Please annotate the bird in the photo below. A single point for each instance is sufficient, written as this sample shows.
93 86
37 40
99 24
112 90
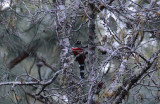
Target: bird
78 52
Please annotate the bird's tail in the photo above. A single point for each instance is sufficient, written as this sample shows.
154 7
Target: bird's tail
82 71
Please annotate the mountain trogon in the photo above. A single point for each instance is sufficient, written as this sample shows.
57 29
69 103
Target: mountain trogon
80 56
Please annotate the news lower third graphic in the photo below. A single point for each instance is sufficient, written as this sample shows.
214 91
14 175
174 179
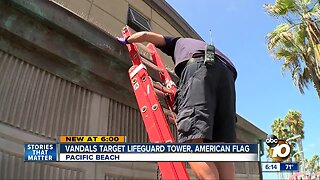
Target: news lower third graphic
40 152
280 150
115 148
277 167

__________

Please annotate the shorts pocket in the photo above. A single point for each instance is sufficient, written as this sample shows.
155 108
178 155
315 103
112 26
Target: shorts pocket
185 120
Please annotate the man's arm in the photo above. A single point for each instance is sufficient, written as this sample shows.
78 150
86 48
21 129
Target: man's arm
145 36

__________

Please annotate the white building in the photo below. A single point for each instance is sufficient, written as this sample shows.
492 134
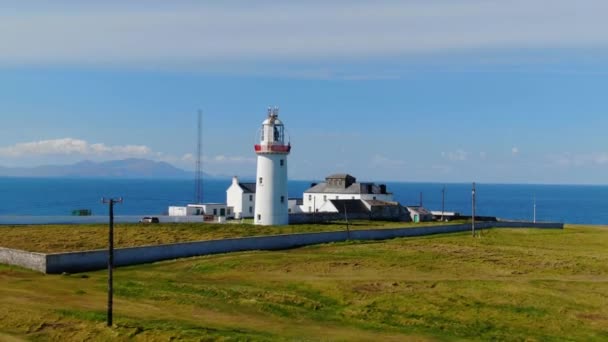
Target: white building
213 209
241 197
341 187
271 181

__________

What the task requires
Which lines of the data include the word "below"? Copy each one.

Written solution
Please annotate the bird in the photo below. A single point for each instance is sufficient, written as this sample shows.
Please annotate the news lower third graphic in the photo below. A single point for each instance is sufficient, written as this sample shows.
Please annotate the white building in the photo below. A single point for each instance is sufficient, written as this sample shows.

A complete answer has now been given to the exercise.